Return every line from the records below that contains the word "dirt", copied in full.
------------------------
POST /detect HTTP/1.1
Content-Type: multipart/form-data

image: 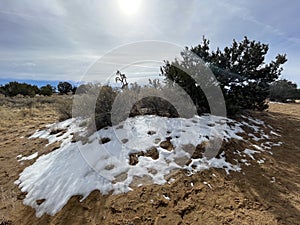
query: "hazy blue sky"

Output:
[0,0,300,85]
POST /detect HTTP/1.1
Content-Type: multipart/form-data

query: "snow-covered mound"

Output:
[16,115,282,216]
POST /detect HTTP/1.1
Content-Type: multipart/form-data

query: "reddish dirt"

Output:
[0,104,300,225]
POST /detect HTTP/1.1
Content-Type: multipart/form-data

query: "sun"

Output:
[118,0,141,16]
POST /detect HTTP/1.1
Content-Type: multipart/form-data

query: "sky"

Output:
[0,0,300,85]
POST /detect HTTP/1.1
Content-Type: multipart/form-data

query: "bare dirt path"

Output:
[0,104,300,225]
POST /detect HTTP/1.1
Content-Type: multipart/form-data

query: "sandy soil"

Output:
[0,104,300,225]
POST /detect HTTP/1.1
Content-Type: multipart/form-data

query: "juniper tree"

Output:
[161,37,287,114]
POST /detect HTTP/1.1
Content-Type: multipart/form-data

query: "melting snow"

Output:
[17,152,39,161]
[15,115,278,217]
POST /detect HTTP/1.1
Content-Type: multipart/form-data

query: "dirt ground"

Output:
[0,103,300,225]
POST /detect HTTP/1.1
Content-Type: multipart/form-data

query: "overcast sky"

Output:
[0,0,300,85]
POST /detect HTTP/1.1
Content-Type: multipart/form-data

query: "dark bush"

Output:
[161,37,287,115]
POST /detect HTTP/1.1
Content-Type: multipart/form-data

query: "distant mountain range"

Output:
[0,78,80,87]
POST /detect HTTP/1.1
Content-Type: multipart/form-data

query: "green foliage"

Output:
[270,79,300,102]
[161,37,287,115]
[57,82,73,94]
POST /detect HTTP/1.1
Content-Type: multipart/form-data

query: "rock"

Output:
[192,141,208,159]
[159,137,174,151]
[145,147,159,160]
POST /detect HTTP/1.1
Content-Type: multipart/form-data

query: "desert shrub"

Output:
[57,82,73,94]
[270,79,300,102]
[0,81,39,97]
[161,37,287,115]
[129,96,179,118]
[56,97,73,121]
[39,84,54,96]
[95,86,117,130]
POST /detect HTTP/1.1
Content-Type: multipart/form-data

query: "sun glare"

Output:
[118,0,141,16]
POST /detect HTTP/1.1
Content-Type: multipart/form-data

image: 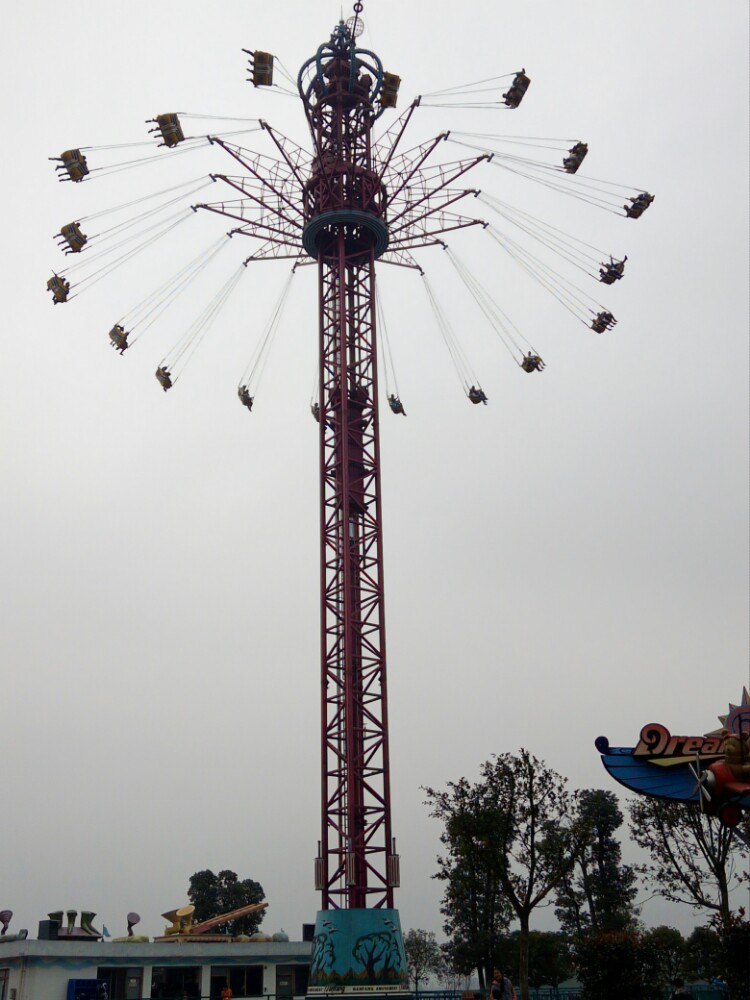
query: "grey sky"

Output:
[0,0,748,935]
------------------------
#### Full response
query: "reddish dirt"
query: "bare dirt path"
query: "dirt ground"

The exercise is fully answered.